Data items —
_ _ _ _
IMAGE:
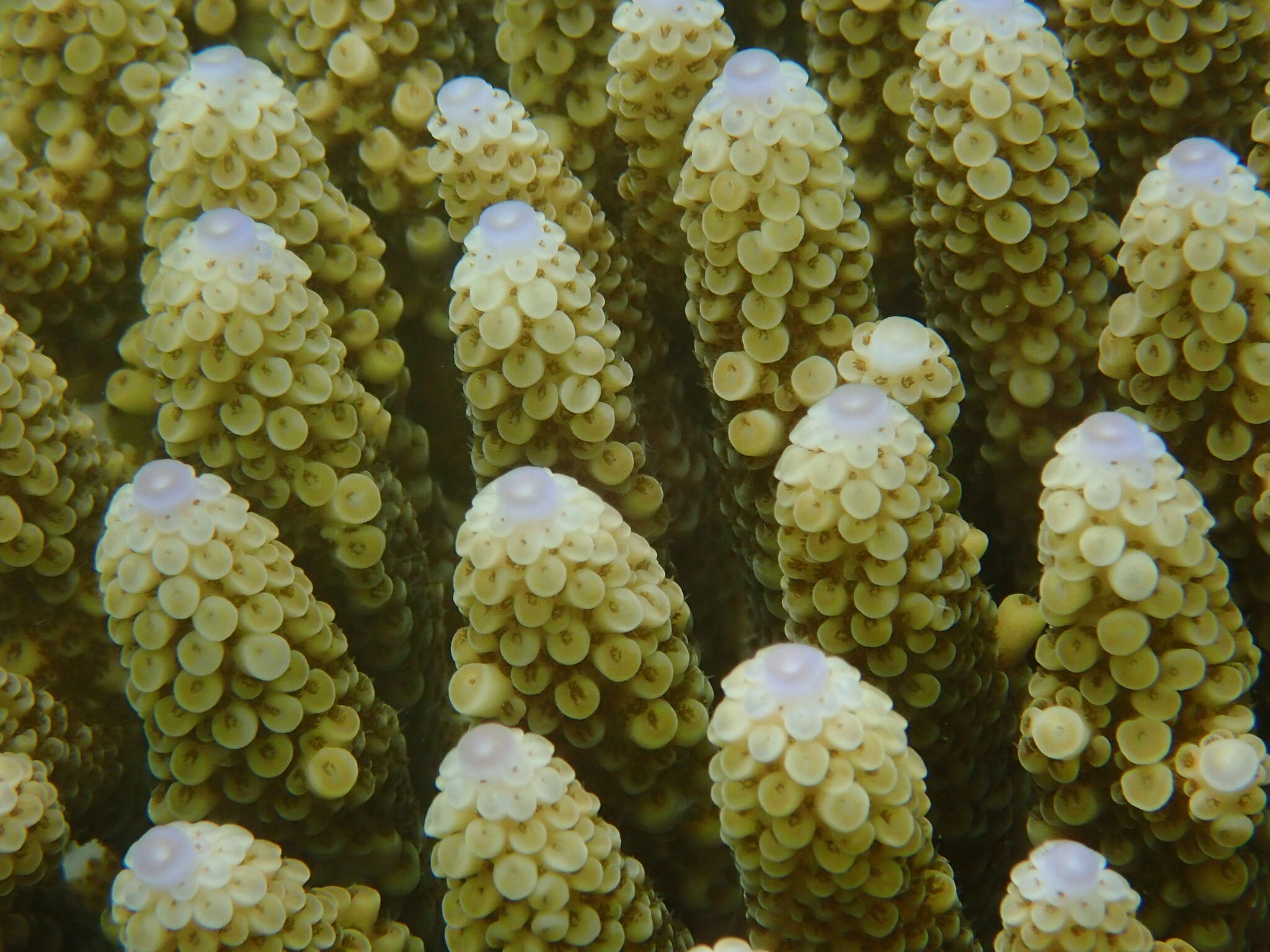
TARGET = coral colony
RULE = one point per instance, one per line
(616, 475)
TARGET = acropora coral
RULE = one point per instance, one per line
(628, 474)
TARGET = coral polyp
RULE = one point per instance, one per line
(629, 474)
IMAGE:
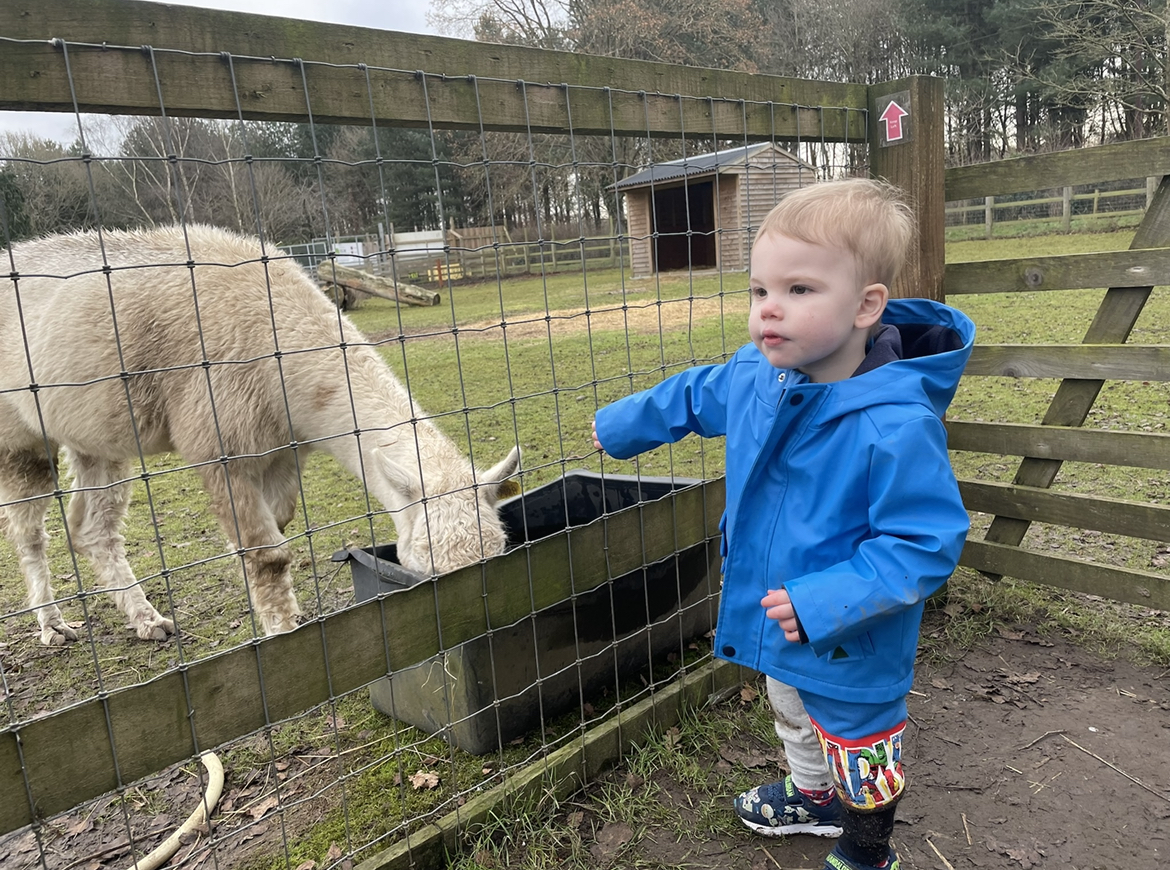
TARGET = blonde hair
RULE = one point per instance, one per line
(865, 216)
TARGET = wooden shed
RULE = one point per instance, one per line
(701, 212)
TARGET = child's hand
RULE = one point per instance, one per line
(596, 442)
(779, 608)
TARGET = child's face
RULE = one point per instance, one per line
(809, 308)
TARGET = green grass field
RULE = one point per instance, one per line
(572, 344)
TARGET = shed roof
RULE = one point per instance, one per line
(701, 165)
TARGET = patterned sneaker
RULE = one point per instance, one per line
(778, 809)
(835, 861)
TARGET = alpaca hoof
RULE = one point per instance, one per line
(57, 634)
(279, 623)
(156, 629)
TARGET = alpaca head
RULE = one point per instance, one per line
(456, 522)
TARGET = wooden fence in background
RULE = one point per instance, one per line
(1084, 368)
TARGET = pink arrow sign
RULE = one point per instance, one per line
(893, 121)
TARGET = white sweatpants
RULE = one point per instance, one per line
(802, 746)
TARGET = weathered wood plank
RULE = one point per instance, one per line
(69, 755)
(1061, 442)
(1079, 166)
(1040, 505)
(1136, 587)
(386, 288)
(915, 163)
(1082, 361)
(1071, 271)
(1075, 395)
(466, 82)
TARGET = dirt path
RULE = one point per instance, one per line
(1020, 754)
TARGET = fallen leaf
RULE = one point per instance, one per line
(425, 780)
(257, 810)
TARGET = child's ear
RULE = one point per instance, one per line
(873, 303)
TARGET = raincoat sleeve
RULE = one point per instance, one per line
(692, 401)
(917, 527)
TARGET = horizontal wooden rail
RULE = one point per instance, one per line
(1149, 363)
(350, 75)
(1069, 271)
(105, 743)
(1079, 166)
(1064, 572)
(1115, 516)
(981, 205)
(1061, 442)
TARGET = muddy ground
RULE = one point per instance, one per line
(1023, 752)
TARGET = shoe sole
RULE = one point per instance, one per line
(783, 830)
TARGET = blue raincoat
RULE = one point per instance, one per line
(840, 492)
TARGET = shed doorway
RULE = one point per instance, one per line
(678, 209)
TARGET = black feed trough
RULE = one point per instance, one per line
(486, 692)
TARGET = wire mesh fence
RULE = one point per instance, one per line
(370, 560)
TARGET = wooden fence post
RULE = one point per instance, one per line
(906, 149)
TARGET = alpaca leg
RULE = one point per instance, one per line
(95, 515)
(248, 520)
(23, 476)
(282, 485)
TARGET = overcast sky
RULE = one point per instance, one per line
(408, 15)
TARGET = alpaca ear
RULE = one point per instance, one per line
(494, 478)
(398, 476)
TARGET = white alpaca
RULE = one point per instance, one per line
_ _ _ _
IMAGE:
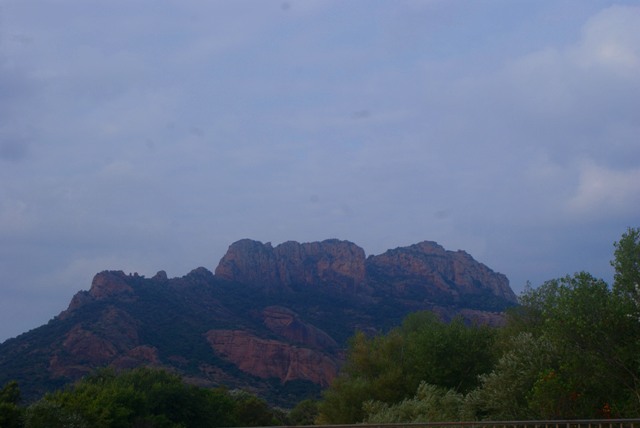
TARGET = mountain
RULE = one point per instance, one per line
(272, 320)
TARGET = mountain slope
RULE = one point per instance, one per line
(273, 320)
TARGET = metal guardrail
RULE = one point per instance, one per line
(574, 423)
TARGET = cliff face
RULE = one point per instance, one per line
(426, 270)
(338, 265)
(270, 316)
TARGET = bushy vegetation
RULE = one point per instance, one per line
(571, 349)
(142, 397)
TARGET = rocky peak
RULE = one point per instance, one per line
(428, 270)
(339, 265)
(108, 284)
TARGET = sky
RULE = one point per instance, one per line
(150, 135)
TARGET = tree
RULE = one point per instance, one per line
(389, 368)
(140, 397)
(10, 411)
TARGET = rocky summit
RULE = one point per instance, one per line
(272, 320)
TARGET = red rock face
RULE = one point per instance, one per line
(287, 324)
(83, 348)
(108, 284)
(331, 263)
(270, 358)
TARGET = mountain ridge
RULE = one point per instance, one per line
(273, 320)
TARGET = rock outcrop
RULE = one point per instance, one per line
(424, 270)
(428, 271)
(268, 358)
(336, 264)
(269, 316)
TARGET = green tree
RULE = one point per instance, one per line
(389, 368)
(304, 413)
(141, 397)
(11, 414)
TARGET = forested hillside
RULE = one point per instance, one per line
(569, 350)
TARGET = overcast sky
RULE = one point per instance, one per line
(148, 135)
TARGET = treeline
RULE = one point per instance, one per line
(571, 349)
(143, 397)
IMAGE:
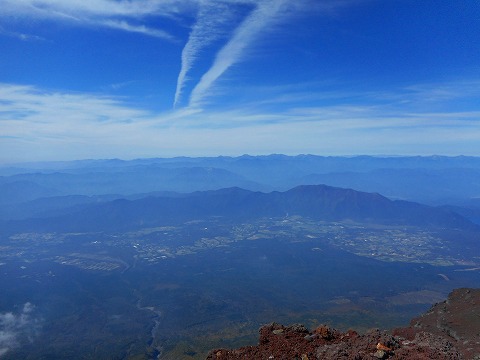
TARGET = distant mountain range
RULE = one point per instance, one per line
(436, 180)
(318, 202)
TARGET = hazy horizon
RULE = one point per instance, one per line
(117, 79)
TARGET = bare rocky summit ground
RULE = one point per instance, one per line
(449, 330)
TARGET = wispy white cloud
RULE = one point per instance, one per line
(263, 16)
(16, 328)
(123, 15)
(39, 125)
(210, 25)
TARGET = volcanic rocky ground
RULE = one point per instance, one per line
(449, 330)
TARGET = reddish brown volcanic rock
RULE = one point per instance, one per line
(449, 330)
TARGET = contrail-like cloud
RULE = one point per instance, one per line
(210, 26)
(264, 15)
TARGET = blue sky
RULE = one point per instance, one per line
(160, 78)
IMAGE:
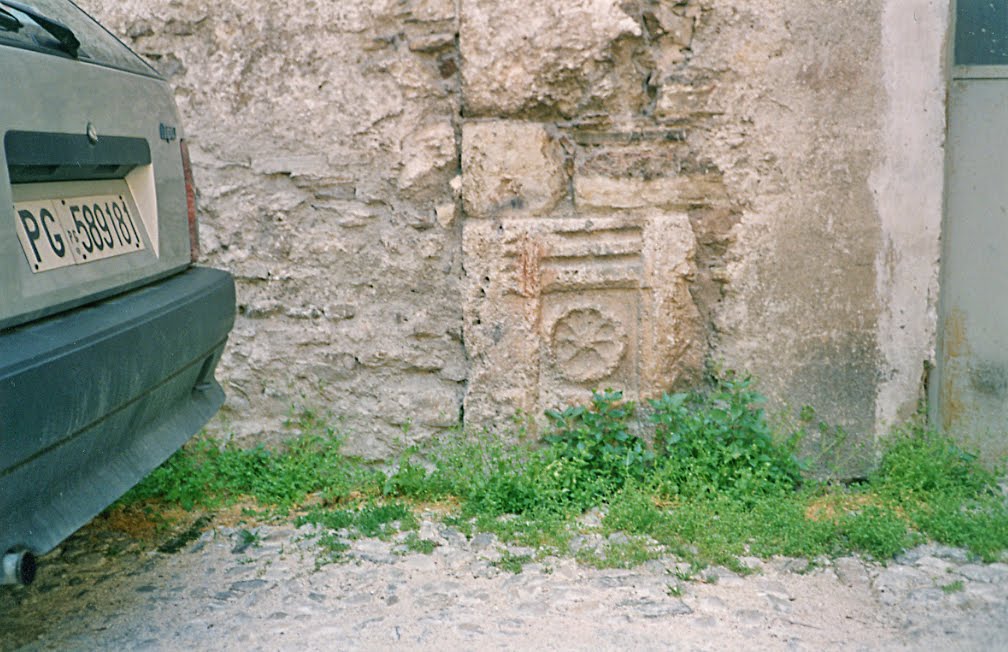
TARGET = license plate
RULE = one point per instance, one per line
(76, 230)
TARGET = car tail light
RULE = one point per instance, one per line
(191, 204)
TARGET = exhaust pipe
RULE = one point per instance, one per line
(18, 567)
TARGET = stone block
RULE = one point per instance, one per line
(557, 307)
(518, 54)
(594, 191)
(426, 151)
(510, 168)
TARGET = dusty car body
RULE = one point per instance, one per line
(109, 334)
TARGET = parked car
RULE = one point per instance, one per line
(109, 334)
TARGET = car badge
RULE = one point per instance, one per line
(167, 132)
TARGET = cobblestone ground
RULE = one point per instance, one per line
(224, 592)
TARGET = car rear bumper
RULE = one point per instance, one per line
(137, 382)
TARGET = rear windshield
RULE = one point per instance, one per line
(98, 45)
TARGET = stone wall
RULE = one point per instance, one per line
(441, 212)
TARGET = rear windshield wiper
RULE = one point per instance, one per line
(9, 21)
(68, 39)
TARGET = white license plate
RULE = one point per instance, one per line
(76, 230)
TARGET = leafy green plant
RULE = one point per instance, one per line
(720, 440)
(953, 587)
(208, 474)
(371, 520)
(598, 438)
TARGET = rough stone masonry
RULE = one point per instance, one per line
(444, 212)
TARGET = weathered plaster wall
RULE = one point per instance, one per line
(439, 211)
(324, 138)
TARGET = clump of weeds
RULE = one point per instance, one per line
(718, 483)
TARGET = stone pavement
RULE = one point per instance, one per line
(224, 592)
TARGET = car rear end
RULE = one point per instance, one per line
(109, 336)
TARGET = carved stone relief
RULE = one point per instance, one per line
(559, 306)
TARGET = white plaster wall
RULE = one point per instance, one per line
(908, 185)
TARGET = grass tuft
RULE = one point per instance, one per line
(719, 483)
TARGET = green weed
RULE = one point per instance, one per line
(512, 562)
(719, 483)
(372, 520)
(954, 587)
_ _ _ _
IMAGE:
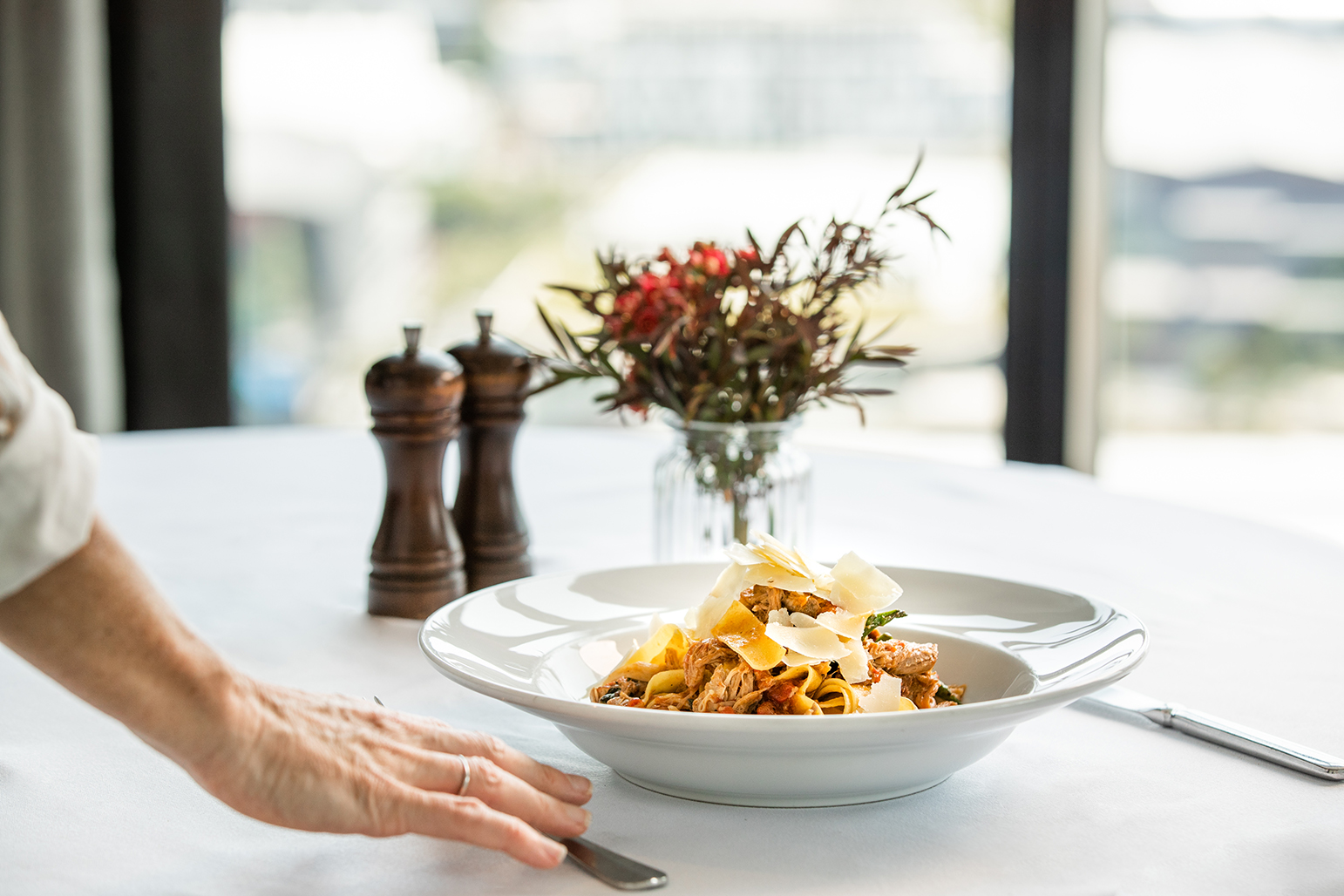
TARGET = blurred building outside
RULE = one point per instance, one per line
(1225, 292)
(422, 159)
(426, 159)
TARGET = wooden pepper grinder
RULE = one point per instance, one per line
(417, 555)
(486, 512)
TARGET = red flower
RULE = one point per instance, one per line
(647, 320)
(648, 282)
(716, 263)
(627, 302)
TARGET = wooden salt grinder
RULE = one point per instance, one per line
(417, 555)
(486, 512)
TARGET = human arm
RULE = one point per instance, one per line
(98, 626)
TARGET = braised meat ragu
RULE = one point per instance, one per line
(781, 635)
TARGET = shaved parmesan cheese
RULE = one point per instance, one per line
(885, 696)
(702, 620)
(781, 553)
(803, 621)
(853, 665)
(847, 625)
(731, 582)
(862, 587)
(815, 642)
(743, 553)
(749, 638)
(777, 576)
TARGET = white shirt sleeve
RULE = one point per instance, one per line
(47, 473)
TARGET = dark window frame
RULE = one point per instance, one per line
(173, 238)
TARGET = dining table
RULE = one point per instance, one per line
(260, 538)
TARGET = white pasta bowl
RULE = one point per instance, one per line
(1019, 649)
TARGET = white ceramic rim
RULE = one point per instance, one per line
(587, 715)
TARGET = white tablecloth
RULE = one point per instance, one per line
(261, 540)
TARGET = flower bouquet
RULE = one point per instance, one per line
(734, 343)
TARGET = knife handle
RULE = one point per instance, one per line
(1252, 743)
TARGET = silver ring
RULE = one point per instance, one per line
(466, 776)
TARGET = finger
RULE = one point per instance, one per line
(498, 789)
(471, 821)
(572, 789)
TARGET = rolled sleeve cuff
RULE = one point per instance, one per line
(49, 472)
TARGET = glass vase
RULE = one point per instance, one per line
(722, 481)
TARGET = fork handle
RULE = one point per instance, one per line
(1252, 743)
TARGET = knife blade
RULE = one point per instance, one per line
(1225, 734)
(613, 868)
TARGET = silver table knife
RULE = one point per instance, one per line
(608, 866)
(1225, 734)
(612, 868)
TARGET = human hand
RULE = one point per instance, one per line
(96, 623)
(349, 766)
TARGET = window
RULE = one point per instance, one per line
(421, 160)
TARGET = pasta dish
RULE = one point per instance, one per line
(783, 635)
_ _ _ _
Task directions — Filter the data above, keeping every line that contains the word "flower", and reproduce those lines unchanged.

Full output —
TARGET = red flower
TARGET = flower bouquet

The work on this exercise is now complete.